All of the data that follows should be given again exactly, without its images.

** Opening Records supplied block **

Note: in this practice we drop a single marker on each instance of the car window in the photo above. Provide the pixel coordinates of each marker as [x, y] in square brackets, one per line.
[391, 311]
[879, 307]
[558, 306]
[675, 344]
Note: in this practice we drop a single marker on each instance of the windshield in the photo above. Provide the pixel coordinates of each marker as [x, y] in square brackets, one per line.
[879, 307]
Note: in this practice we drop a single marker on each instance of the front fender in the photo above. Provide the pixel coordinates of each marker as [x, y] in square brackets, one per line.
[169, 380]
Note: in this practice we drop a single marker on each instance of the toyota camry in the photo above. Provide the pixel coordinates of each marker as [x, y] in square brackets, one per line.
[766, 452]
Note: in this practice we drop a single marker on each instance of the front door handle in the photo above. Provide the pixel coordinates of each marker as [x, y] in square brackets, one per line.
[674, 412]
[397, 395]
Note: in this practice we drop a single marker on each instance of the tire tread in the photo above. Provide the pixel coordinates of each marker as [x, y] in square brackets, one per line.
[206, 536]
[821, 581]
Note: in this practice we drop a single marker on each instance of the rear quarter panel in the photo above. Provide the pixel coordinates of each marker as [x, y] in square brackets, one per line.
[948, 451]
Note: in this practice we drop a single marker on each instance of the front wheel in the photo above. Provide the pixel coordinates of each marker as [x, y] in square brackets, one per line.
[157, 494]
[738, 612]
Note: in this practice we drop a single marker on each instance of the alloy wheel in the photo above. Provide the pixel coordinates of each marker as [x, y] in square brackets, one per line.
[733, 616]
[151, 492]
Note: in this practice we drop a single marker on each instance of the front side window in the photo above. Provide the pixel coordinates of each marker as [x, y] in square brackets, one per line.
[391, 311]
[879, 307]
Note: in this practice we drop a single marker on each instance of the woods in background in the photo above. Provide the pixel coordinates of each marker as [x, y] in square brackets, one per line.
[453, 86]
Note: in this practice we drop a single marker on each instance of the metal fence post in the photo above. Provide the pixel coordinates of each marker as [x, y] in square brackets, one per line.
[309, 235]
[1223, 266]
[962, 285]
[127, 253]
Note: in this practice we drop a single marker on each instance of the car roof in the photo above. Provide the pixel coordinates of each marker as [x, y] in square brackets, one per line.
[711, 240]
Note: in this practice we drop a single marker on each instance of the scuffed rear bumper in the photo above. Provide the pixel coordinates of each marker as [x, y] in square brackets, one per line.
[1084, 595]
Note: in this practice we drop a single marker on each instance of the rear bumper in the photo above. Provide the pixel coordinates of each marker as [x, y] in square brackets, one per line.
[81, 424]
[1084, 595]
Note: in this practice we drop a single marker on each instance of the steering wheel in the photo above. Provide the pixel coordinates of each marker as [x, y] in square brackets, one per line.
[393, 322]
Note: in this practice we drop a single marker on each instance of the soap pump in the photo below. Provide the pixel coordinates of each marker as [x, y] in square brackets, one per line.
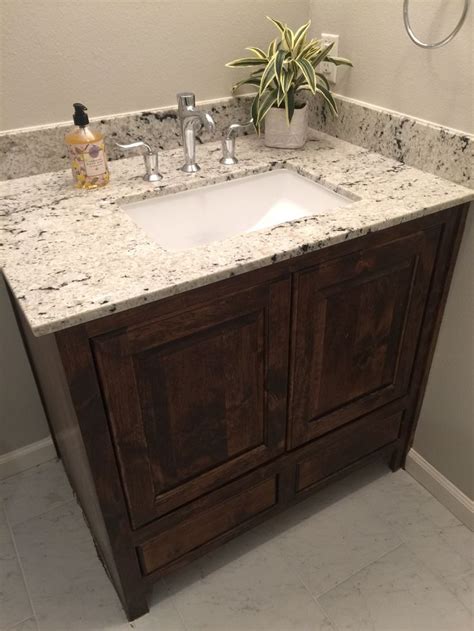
[86, 151]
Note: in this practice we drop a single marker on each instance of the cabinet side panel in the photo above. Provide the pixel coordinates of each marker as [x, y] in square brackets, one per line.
[62, 418]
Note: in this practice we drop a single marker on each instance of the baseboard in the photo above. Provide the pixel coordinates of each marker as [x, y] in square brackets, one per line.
[21, 459]
[441, 488]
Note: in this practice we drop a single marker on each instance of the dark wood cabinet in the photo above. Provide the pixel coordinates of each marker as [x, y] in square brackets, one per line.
[356, 321]
[188, 420]
[195, 399]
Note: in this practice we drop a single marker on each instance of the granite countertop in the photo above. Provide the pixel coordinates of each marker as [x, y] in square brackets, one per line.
[72, 256]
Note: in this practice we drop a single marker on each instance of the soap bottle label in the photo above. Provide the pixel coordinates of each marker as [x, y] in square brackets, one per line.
[89, 163]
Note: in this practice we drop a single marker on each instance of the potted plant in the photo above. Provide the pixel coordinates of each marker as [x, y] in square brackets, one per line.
[289, 66]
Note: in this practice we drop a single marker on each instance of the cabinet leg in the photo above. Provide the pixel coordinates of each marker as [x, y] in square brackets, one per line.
[136, 606]
[397, 459]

** Closing Records supplied block **

## [Output of the exercise]
Note: in this practice we drop a single marker on each instance of the car window in the photo above. Provide the pixel coordinates of each marker as [x, y] in square brackets, one per line.
[391, 311]
[879, 307]
[558, 306]
[675, 344]
Note: in this practice we drop a single marker on each instance of the windshield in the photo above. Provide the pixel coordinates of each marker as [x, y] in square brackets, one per line.
[879, 307]
Note: in this practice we drop a single marker on each instance of the front fender in the photo above. Provide the pixel coordinates of each marker as [x, y] in square brackets, one per line.
[169, 380]
Note: in this practice we drop a single marker on each instance of the toyota camry in the photo above. Provide the pixel coordinates of each marker as [x, y] in square brackets, one per line.
[766, 452]
Note: in this practice we drop a single marker on each instance of the front door handle in the photo above. Provide the pixel coordinates of each marker as [x, y] in square brackets, one per line.
[674, 412]
[397, 395]
Note: in this practice we drop a single marker on each instance of the tire tread in the photo above. Provide the pixel coordinates of each marker as [x, y] in square brackets, one per line.
[206, 536]
[821, 581]
Note: in this practice we drop a single marker on each instance of the rear quarter panel in the photo above. Provide the pixel coordinates of each marker as [x, y] in square brackets, one per line.
[948, 451]
Note: in this practice we drop a single marker on each instance of the front wheel in the photo above. Provide the pixel coordinates of each marker as [x, y] in square brackets, one per line.
[157, 494]
[738, 612]
Note: in this practice we drop a single marker on each instance of the alloy wheel in the photo above. Provide the pixel coordinates of each marker as [x, y] in square brackets, one per line.
[733, 616]
[151, 492]
Note: in this practice we drop a single marker on each instance of the front side window in the photo above. Provide the pixel coordinates of each marker as [x, y] in square brackets, one per line.
[391, 311]
[879, 307]
Note: in this practice we drop a single marker on each instance of the woods in background in the photo above. Provide the pixel coordinates of each marker as [x, y] in square brackets, one per line.
[453, 86]
Note: in this practice we drop a single marker on each instance of the metal fence post in the photo above. Provide the pixel coordinates of each marker as [x, y] in square brackets, one per line.
[309, 235]
[1223, 266]
[962, 285]
[127, 253]
Note: in this practice we drop a single marker on each instance of the car roof in the photo above. Provide the pixel coordinates of each marker as [x, y] in square brackets, one per line.
[711, 240]
Note: in this practice we drop a single marker on each instance of the scuffed rear bumper in the photo above. Provide the pixel coordinates of each marker as [x, y] in square brackets, one per line.
[1084, 595]
Note: in this practice we drop a single marker on each instance of the rear bumper in the photo above. Provide the pixel coordinates of each marker as [x, y] in square brackets, one per line.
[81, 424]
[1084, 595]
Note: in this practice we drop a single marker on each instance of the steering wheel in the photo above. Provide the pixel coordinates of each marker as [x, y] in square brackets, one per line.
[393, 322]
Note: in this practice we drop a single marker on each instance of the soap pump in the photo below. Provide the pixel coordinates of each marker as [x, y] in square brackets, one per line.
[86, 151]
Note: in this practice we drop a single marker on each instance of the cabinet side panel in the photo above. Provide the pixel coordinates of each marker as [x, y] in square brackets, one per line.
[62, 418]
Note: in this practice we drop a single marker on each instance of the baseboard in the photo above. Provide the pixel coordinates of each marker as [x, y] in square brackets, one per line.
[21, 459]
[441, 488]
Note: in this practice we drop a single marker on each instance of the dark wood cabinet in the photo above. Provide the pixel coordinates of each marker as [x, y] in square brackets, one per line.
[356, 321]
[188, 420]
[195, 399]
Note: in this practice we drop a single marker on each instance of the granite countertop in the photo above. Provide the pixel coordinates of each marker as [x, y] in square brackets, one per line.
[72, 256]
Note: in this practice we drop a single marker on each instance of the soap bottle label in the photo above. Provide the pixel coordinates of each marker as [x, y] in square brackets, one per line.
[89, 163]
Note: in this practice we drop a single marker on each instance of the potted plant in the photo above. Provide the pixel coordinates of each marker as [x, y] in square brackets, one per line.
[289, 66]
Note: in this practice we drop a single marker on each instance of the cabinet leg in the photo above. Provide the pixel coordinates of each marker as [x, y] in square brackets, one per line.
[136, 606]
[397, 459]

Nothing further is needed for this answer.